------ Metin Alıntısı ------

The Cave, Telltale Games tarafından tekrar hayata döndürülen Monkey Island’ın yeniden yapımından beri, o tasarım kalitesine en çok yaklaşan oyun olmuş. Mekanikler açısından değil kesinlikle, incelemenin ilerleyen paragraflarında oyunun mekaniklerine yahşi yerden sert vuracağım. Ama konsept ve metinler açısından bakarsak, 32 diş gülerek oynuyorsunuz oyunu. Huyu da güzel, kendi de güzel, munis, tatlı.
Oyuna başladığınız anda anlatıcı konuşmaya başlıyor ve size hikayenin nasıl başladığını anlatıyor. Kamera yavaş yavaş aşağı indikçe konuşan anlatıcının, oyunun baş karakteri olduğunu anlıyorsunuz, mağaranın ta kendisi. Evet, oyunda kontrol ettiğimiz yedi karakter değil protoganistimiz, oyunun geçtiği mekan. Bu oyun tasarımı kararı, daha ilk dakikadan sizi oyunun içine çekiyor çünkü mağaranın yaşayan bir varlık olduğu farkındalığı sizi atmosferle bütünleştiriyor. İçine girdiğiniz zihin durumu da bölüm tasarımlarına daha geniş bir spektrumdan bakmanızı sağlıyor ve aslında zor olabilecek bulmacaları oldukça kolaylaştırıyor. Normalde önem vermeyeceğiniz noktaların, bulmacaları çözmedeki en önemli noktalar olduğunu size enjekte ediyor.
Yaşayan bu mağarada anlatılan hikayede yedi kahraman bulunuyor ve bunlardan üç tanesini seçerek oyuna başlıyoruz. Yedi kahraman her birinin farklı bir gücü var ve bu da farklı oyun dinamikleri anlamına geliyor. Şövalyemiz kısa bir süreliğine hasar almaz hale geliyorken, Keşiş karakteri zihin gücüyle ulaşılamaz objeleri duvarların arkasından elde edebiliyor, Zaman Yolcusu duvarların ardına ışınlanabiliyorken, Maceracı ablamız Indiana Jones gibi tutunabileceği yerlere ip atarak büyük uçurumlardan zıplayabiliyor. Burada önemli olan nokta, seçeceğiniz üç kahramanın güçlerinin varyasyonlarını nasıl kullanacağınız. Çoğu zaman her kahraman her bulmacayı çözebiliyor olsa da, her kahramanın kendine has hikaye bölümleri var ve oralara sadece onlarla girebiliyorsunuz. İşte bu noktada oyunun hem artısı hem de eksisi olan bir oyun mekaniği ortaya çıkıyor.

------ Veri Listesi ------

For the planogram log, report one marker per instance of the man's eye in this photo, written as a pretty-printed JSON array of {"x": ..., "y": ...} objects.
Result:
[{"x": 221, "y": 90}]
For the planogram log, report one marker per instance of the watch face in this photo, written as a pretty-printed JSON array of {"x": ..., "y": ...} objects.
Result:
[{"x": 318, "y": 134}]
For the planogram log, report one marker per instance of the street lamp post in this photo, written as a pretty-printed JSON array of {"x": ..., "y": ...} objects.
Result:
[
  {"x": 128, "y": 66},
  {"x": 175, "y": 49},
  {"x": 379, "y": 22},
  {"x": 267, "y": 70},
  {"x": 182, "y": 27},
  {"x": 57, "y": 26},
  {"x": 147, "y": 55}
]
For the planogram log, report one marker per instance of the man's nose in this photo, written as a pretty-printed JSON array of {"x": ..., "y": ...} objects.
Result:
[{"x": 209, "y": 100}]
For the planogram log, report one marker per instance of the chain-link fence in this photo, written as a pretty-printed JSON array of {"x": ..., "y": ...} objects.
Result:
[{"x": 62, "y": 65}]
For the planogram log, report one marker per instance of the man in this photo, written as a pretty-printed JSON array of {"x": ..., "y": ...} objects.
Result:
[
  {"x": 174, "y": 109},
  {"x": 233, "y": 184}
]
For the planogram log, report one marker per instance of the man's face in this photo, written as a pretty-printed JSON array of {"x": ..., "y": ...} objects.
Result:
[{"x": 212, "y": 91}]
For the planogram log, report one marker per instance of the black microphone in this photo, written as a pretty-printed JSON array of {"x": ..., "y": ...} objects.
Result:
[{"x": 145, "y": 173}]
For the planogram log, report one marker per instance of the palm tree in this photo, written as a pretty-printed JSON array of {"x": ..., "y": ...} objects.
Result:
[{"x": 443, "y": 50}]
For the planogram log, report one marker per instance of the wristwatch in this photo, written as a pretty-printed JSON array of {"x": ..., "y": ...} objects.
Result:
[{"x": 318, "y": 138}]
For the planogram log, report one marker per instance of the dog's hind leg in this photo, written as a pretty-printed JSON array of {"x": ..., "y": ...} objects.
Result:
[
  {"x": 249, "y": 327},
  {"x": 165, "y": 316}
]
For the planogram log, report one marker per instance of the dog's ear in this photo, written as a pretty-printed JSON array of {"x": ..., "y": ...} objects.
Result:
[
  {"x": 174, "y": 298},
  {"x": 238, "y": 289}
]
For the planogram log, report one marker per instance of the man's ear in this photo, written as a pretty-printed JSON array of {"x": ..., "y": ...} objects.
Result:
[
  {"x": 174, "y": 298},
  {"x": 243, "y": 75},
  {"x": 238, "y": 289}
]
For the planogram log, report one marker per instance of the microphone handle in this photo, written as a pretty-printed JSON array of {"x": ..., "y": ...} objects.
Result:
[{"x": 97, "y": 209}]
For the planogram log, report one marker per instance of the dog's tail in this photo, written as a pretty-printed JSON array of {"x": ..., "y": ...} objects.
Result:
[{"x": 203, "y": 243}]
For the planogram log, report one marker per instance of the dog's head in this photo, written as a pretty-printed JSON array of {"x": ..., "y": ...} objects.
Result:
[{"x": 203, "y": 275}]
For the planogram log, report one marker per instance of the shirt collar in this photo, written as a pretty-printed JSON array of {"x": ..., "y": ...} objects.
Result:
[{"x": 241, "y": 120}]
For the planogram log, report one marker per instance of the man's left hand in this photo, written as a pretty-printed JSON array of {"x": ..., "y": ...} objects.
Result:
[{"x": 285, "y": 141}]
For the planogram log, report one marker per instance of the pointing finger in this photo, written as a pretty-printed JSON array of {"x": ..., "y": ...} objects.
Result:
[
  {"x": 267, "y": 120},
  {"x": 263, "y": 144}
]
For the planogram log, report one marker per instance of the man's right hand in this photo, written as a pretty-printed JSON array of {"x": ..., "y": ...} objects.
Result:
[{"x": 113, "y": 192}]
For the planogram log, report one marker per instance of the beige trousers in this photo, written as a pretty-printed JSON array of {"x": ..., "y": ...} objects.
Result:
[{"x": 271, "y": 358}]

------

### Yazılı Problem 1
The Cave incelemesine göre aşağıdaki soruları cevaplayın.
(a) The Cave, hangi oyunun yeniden yapımından beri o tasarım kalitesine en çok yaklaşan oyun olarak gösteriliyor?
(b) Oyunun anlatıcısı ve baş karakteri kimdir?
(c) Yedi kahramandan kaç tanesi seçilerek oyuna başlanıyor?
### Yazılı Problem 2
The Cave incelemesini iki cümlede özetleyin.
### Yazılı Problem 3
The Cave incelemesinde "Yaşayan bu mağarada" ifadesinden "mekaniği ortaya çıkıyor." ifadesine kadar olan kısmı olduğu gibi tekrarlayın.

### Alıştırma Çözümü 1
(a) Telltale Games tarafından tekrar hayata döndürülen Monkey Island'ın yeniden yapımından beri.
(b) Oyunun geçtiği mekan olan mağaranın ta kendisi.
(c) Üç tanesi.

### Alıştırma Çözümü 2
The Cave, konsept ve metinler açısından Monkey Island'ın yeniden yapımından beri o tasarım kalitesine en çok yaklaşan oyun olarak değerlendiriliyor ve oyunun anlatıcısı ile baş karakteri, oyunun geçtiği mağaranın kendisi. Oyuncu, her biri farklı bir güce sahip yedi kahramandan üçünü seçerek başlıyor; her kahramanın yalnızca onunla girilebilen kendine has hikaye bölümleri bulunuyor.

### Alıştırma Çözümü 3
Yaşayan bu mağarada anlatılan hikayede yedi kahraman bulunuyor ve bunlardan üç tanesini seçerek oyuna başlıyoruz. Yedi kahraman her birinin farklı bir gücü var ve bu da farklı oyun dinamikleri anlamına geliyor. Şövalyemiz kısa bir süreliğine hasar almaz hale geliyorken, Keşiş karakteri zihin gücüyle ulaşılamaz objeleri duvarların arkasından elde edebiliyor, Zaman Yolcusu duvarların ardına ışınlanabiliyorken, Maceracı ablamız Indiana Jones gibi tutunabileceği yerlere ip atarak büyük uçurumlardan zıplayabiliyor. Burada önemli olan nokta, seçeceğiniz üç kahramanın güçlerinin varyasyonlarını nasıl kullanacağınız. Çoğu zaman her kahraman her bulmacayı çözebiliyor olsa da, her kahramanın kendine has hikaye bölümleri var ve oralara sadece onlarla girebiliyorsunuz. İşte bu noktada oyunun hem artısı hem de eksisi olan bir oyun mekaniği ortaya çıkıyor.